Show every line of the data below that contains the word "athletic", copying each line in full. Case matters.

::::::::

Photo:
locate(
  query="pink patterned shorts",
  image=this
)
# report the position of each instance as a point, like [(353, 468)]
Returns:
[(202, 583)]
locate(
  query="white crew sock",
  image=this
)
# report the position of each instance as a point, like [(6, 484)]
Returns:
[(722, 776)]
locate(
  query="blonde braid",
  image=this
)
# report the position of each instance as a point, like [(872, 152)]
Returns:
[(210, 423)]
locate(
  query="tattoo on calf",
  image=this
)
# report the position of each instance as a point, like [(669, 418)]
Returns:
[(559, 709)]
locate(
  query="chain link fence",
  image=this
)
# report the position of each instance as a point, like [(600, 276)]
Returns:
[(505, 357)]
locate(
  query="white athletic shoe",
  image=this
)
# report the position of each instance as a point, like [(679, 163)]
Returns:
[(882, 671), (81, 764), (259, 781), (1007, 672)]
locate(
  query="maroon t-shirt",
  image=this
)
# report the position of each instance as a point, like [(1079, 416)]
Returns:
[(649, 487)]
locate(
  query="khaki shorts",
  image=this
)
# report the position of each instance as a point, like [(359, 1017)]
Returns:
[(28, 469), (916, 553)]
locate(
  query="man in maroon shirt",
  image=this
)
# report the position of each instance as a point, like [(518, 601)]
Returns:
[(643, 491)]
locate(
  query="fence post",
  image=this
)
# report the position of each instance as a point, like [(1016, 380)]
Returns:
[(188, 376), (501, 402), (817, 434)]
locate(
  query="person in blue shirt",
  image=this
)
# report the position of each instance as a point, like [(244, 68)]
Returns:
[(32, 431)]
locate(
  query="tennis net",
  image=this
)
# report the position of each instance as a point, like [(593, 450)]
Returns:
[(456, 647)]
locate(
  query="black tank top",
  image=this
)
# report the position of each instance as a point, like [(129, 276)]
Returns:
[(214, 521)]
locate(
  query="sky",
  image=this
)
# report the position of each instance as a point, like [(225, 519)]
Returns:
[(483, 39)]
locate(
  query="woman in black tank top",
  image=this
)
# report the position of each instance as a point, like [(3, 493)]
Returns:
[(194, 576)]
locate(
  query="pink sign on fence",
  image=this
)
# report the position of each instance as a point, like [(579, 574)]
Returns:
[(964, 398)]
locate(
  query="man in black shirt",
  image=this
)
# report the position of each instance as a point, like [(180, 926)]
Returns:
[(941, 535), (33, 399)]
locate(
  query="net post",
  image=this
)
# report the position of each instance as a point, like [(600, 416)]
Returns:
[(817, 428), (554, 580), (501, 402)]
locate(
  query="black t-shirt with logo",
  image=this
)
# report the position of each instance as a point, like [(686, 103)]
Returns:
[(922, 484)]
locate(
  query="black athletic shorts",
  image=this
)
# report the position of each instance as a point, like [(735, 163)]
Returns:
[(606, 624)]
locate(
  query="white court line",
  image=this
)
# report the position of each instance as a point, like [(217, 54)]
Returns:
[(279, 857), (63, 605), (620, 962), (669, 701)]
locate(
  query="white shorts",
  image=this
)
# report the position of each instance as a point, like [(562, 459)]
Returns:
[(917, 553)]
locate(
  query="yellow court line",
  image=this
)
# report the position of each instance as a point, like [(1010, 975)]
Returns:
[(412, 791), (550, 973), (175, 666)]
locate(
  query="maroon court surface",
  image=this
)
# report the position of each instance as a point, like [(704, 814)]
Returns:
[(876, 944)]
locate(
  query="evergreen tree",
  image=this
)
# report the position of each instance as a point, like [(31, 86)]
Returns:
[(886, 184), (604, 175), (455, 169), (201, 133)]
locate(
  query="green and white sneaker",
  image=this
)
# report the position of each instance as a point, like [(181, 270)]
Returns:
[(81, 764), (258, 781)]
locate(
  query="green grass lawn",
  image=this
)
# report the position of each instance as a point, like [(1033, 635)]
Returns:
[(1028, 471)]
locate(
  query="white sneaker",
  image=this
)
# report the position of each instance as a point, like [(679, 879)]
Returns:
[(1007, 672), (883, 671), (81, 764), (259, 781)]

::::::::

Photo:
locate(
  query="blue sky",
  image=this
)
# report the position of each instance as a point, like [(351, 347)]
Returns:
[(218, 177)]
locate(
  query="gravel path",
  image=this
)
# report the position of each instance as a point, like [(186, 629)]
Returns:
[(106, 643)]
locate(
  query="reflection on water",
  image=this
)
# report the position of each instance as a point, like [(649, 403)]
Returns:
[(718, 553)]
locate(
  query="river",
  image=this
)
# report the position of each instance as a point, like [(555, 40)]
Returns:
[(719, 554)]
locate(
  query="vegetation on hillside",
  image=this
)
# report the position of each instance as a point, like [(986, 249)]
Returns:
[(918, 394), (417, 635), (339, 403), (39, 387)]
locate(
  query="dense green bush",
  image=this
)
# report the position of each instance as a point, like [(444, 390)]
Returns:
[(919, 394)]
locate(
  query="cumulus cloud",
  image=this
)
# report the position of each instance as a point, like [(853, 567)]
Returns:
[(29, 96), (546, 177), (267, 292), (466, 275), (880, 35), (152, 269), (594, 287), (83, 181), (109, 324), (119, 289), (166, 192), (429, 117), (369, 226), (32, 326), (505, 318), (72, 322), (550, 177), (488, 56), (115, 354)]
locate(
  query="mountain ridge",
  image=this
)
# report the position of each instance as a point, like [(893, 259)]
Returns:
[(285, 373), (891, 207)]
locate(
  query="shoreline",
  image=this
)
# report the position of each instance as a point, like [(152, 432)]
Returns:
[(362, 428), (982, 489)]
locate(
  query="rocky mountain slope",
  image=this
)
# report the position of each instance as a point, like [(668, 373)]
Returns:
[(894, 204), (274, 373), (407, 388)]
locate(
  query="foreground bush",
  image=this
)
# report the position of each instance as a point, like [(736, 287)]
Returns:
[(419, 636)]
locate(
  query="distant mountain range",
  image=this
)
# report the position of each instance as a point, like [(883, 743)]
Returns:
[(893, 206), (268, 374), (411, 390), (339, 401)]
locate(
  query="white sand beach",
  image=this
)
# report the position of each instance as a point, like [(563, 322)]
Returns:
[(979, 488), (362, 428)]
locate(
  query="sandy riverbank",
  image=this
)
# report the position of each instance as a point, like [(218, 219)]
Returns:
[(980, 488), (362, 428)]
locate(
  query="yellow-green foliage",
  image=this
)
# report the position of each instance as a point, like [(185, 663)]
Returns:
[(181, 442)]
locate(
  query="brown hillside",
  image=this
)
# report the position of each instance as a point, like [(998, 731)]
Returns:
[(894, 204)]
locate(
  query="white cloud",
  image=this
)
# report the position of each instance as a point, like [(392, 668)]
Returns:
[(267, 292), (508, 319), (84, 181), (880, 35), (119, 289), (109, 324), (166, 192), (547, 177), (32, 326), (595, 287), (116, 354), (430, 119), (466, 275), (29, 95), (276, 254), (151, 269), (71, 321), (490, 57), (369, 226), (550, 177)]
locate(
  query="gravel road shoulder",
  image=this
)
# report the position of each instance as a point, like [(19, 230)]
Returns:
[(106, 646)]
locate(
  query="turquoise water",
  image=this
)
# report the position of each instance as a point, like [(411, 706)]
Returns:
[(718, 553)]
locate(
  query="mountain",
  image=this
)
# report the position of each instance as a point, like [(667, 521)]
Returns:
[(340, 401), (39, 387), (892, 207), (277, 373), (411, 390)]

::::::::

## ANSWER FOR THE TASK
  query="white athletic shoe",
  query="black athletic shorts",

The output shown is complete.